▶ Given text
--
Project status : In Progress

Centrosome and basal body function in human parasites

Centrosomes are the main microtubule organizing center of eukaryotic cells with critical roles in cell division, polarity, signaling and structure. In most cells, one or both centrioles act as basal body (BB), nucleating microtubules to form cilia or flagella, sensory and motile organelles of vital importance for a wide range of biological functions. Notorious deadly diseases such as cancer, microcephaly and ciliopathies correlate with dysregulation in the number and/or structure of the centrosome/BB. Defects in centriolar proteins also impact cell division and flagellar function of parasitic protists. Notably, T. gondii can assemble flagella during its sexual cycle within the cat’s enteroepithelial tissue, a largely unattainable life stage in vitro. The state of the art of the field points at the centrosome and basal body of apicomplexan and trypanosomatid parasites as potentially rich sources of novel therapeutic targets to fight parasitic diseases. However, their molecular composition and the regulation of their biogenesis remain ill-described. Albeit a number of structural components appear to be conserved between parasitic protozoa and their vertebrate hosts, the absence of conserved homologs of regulatory components, suggests that their biogenesis is likely controlled by divergent triggers of unknown targets. Within the framework of a funded ACIP grant (076-2017), this team pursued the characterization of the centrosome composition in T. gondii, and explored the localization of newly identified principles in T. brucei. This proposal focuses on deciphering the role of the newly identified proteins in the biology of the centrosome in Toxoplasma gondii, as a model for the phylum apicomplexa, and to analyze the role of these conserved proteins in basal body biogenesis and function in Trypanosoma brucei. Based on our preliminary identification of novel centrosomal/basal body components and the powerful tools available in our model organisms, we now propose: 1. To analyze the phylogenetic distribution and functional domains of 20 novel proteins of T. gondii through bioinformatic approaches. 2. To assess the localization of these 20 proteins, and the function and cell cycle dynamics of those localized to the centrosome, in T. gondii. 3. To characterize the function of a protein complex linking the centrosome to nascent daughter cells in T. gondii. 4. To characterize the role of 3 novel T. brucei proteins homologs in basal body biology.
--
▶ Data to examine
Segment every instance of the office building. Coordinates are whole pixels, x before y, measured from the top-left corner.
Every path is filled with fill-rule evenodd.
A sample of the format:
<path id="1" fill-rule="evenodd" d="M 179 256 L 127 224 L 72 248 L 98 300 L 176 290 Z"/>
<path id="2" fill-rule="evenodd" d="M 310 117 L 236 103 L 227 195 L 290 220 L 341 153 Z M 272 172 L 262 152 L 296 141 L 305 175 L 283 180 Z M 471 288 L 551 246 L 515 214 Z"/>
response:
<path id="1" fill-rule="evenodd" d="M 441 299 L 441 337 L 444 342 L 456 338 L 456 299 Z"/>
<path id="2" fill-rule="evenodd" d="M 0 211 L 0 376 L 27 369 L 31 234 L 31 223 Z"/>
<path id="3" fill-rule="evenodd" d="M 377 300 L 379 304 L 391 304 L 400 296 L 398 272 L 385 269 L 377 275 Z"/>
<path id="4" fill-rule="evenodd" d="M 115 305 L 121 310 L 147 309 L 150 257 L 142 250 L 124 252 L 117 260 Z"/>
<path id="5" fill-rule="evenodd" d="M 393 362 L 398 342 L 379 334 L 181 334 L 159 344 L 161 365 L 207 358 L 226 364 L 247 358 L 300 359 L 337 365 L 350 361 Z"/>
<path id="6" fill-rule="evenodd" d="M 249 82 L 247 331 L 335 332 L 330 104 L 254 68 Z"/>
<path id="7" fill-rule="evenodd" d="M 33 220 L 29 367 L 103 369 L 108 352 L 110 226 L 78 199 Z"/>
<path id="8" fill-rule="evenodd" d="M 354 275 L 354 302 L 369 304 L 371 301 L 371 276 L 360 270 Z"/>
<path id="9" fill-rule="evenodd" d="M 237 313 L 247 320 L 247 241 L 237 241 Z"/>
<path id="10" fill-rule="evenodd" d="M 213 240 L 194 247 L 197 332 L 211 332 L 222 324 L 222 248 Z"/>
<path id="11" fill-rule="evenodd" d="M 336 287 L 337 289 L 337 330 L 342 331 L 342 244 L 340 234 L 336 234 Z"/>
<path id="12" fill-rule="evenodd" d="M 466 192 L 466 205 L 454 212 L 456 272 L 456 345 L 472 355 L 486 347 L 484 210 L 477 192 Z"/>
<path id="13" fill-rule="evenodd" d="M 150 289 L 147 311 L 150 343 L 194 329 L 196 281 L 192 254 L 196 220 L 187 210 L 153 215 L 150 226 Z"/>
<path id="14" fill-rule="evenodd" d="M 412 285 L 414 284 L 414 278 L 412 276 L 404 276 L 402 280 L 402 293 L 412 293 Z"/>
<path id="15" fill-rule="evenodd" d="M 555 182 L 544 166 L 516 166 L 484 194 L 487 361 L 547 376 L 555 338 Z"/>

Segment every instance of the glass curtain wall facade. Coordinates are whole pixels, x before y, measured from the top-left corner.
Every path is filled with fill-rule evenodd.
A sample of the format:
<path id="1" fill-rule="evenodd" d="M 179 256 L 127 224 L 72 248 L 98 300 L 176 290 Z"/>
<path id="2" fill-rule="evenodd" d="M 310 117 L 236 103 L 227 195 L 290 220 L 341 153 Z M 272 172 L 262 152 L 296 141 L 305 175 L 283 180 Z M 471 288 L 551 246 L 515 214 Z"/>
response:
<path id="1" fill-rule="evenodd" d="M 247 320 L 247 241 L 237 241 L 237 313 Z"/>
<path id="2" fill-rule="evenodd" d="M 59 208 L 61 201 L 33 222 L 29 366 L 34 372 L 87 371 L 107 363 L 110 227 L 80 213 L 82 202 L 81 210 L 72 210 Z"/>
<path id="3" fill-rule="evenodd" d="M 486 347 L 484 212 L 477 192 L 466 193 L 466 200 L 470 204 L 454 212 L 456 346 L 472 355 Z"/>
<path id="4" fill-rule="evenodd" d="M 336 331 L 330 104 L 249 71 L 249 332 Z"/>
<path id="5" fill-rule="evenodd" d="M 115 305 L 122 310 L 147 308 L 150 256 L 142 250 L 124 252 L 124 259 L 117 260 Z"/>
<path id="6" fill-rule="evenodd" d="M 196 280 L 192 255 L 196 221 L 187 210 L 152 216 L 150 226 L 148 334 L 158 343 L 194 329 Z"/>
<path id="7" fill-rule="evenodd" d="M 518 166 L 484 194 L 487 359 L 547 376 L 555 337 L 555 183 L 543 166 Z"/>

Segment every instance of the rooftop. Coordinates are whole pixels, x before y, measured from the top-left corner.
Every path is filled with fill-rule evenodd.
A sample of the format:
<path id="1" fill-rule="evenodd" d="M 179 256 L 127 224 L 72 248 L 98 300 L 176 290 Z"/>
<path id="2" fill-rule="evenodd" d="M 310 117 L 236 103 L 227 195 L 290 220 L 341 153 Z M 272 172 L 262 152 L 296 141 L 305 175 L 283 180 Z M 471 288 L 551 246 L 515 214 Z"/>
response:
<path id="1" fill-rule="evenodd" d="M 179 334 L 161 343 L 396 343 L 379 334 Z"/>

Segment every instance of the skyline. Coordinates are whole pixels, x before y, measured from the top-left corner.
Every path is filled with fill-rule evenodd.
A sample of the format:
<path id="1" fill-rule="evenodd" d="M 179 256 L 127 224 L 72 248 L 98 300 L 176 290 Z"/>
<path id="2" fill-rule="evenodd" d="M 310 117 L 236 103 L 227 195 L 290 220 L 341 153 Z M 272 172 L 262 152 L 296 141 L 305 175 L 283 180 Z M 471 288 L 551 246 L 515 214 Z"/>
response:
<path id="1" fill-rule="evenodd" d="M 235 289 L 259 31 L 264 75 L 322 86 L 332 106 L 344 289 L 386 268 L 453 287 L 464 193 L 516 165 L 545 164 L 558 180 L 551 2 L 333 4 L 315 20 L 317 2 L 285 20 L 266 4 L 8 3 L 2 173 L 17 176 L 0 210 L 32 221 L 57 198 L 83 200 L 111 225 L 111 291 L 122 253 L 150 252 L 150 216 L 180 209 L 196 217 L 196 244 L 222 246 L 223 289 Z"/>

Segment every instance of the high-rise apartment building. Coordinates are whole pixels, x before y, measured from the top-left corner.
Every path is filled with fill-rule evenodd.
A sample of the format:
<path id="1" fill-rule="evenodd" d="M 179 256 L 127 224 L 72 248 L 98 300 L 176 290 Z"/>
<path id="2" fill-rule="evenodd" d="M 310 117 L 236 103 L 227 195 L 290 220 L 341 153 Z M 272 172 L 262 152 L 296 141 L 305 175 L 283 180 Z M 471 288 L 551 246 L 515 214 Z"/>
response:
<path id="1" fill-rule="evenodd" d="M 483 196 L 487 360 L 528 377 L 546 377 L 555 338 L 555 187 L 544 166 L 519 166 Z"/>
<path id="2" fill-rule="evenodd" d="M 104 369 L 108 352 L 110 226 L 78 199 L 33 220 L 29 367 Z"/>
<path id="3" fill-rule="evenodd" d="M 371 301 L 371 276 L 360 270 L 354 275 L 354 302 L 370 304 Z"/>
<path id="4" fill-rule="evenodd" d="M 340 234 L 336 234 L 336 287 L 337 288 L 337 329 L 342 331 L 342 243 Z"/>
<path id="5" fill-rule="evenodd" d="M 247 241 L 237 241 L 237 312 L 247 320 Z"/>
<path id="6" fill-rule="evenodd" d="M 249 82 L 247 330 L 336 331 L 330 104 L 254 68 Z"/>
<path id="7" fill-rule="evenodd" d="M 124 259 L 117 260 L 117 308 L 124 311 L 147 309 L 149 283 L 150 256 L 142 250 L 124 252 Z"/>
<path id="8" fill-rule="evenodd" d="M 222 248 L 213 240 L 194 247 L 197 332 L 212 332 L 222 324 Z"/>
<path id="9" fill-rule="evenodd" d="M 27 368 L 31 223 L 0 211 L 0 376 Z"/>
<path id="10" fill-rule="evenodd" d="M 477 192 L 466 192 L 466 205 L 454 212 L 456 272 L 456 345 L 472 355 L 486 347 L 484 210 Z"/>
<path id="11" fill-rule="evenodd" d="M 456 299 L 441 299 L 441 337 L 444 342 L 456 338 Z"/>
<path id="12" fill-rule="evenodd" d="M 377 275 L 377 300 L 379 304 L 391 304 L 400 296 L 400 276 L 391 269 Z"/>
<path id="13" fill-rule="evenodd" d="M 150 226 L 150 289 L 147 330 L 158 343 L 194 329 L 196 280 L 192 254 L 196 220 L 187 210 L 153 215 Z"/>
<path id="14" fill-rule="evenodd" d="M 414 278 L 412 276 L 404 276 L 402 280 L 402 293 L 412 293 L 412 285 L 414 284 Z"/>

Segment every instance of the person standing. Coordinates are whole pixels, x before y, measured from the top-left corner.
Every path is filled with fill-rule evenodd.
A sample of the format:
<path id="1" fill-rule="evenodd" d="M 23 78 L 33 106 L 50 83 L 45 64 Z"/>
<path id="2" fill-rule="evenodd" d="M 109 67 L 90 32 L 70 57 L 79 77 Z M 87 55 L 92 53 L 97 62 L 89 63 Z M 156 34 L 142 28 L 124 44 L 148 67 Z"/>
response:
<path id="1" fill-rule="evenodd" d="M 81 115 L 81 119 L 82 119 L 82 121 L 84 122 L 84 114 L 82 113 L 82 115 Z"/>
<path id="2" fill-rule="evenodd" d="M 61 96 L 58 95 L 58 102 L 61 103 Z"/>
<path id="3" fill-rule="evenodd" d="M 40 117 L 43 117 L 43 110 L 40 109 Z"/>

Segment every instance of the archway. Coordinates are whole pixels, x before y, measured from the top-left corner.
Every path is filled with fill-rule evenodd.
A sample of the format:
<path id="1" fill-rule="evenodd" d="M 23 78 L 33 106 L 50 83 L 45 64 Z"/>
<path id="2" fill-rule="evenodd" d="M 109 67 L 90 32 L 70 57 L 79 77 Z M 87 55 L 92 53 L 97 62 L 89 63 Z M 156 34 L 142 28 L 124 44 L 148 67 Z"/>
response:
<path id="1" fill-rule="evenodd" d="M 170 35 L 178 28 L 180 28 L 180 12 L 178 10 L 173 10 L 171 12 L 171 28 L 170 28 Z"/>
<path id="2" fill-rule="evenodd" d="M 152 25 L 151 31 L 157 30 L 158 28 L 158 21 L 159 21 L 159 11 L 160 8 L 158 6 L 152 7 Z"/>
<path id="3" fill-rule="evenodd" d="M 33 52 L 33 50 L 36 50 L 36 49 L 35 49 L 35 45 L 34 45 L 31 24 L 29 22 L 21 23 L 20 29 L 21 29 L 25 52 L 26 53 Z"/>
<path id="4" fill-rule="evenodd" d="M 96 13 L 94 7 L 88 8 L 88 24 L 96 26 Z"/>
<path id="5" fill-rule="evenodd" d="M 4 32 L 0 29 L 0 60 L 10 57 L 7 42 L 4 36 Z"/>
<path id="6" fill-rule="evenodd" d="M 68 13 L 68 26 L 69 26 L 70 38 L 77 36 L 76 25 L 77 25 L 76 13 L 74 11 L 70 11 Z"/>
--
▶ Prompt A
In the centrosome project description, which funded grant supported the team's earlier characterization of centrosome composition in T. gondii?
▶ Prompt B
Summarize the centrosome project description in two sentences.

▶ Problem solution A
An ACIP grant, number 076-2017.

▶ Problem solution B
Centrosomes and basal bodies of apicomplexan and trypanosomatid parasites are potentially rich sources of new therapeutic targets, but their molecular composition and the regulation of their biogenesis remain poorly described. The in-progress project aims to determine the role of newly identified centrosomal proteins in Toxoplasma gondii and of conserved homologs in basal body biogenesis and function in Trypanosoma brucei, through bioinformatic, localization and functional studies.